··· Text block ···
Anything is possible. I’ve met people who had a full-blown religious experience, came into contact with God, and that was pretty much it. They were all done with drugs.

This wasn’t really my case… “Heaven and hell, I know them well… I paid how much for this shit?”

In my own opinion, based upon my personal experiences and observations of those around me, who have had both success and failure; what works…?

ANYTHING you want to believe will work. Provided that you can maintain that belief with sufficient energy to sustain continuity.

Addiction is like… energy. The energy won’t go away because you pretend it’s not there; you can’t reason with it or make deals with it, but — especially after ibogaine — you CAN apply intellect, reinforce that with will, and focus and direct the energy somewhere else.

If you can manage to at least occasionally open your heart and throw love into that mix, then you’re doin’ pretty good. If you can’t, the only person who will really suffer because of that in the end, is you.

Being realistic… if you can do, whatever it is that you need to do, to break down your ego boundaries — at least once in a while — to experience love, insteada just payin’ lip service to it; and let it flow through you — with or without special effects — that’s God (or at least opening the lines of communication to your higher power, cosmic consciousness, whatever you’d like to call it).

This seems to fix most things that I personally tend to throw out of alignment on an almost hourly basis, through many years of practice, bein’ at war, with… everything, but most of all myself.
···
▶ _Work item 1_
In the addiction passage, what will work, and on what condition?
▶ _Work item 2_
Please extend the addiction passage, picking up right after its final sentence.
The lines that come after the addiction passage have nothing to do with it.
··· Supplied material ···
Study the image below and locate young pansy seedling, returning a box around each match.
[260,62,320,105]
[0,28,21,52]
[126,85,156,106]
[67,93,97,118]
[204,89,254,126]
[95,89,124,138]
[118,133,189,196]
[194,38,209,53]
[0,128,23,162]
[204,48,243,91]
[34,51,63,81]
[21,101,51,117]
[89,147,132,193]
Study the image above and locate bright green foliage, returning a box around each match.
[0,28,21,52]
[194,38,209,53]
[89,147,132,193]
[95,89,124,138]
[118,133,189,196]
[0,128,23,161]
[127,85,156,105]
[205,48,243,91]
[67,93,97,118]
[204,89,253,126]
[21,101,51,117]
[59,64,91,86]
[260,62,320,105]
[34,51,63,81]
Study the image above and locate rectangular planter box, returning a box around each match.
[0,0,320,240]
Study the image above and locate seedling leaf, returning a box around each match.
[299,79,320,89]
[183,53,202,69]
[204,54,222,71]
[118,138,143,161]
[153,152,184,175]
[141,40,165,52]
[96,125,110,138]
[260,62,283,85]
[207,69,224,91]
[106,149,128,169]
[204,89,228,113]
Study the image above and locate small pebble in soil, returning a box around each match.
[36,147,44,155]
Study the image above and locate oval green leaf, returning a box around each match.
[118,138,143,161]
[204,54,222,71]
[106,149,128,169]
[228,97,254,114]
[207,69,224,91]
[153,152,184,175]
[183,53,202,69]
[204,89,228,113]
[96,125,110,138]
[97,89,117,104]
···
▶ _Exercise answer 1_
Anything you want to believe will work, provided you can maintain that belief with sufficient energy to sustain continuity.

▶ _Exercise answer 2_
And love, is interesting. It’s not lust, it’s not a power-trip, it’s not co-dependance, it’s like a vibrational range… that’s always there, but through your programming, you have made yourself incapable of being in tune with it most of the time. The illusion of your separation causes a lotta pain.

Maintaining an addiction to drugs seems to require one essential component:the nearly infinite capacity for never-ending self-pity. Which isn’t to say that some of the things people have lived through don’t hurt. They do. I understand that, been there, done that.

But… after a while, it gets a little old. Any time you check into some rehab, it’s always the same thing; cause and effect, let’s connect the dots in reverse, “okay, who beat you, raped you and locked you under the sink. Please fill in the blanks for why you’re so fucked up.”

Yeah, all of that happened; however, nothing is ever gonna make any of it un-happen. That was then, this is now, whatever crime you think you’re guilty of, odds are, you’ve served your time.

It would be nice if I could say that the 12-step groups provide this venue. But like almost everything else, it varies… greatly. I’ve been to groups where everything is all-good and people are relatively tolerant of anything, anyone is doing as part of their recovery.

I’ve been to other places where I’ve literally been asked to, “take your collection of space-cadets and go back to whatever planet you came from” when some people I was hangin’ with, attempted to “share” their ibogaine experiences and compare and contrast ’em to a fearless and searching moral inventory.

Everyone has their own truth, when the people in 12 step groups are attempting to indoctrinate you in theirs, they are simply speaking THEIR truth, to the best of their ability and understanding.

The major downside to all this is that a lotta the groups seem to have devolved into these weird little cults — which make it extremely difficult to “take what you find useful and leave the rest” — where you are either doing exactly what they want; or you’re just wandering blind in the darkness and sure to relapse any minute now.

“I’ve been in recovery for 24 years now, and I still make 3 meetings a day, and I can tell you that what you’re doing absolutely cannot work. Let me share what I have with you.”

Whoa… is it contagious dude? ‘Cuz, really, you seem pretty miserable. I didn’t put all this effort into gettin’ clean, so I could be unhappy. Thanks for sharing.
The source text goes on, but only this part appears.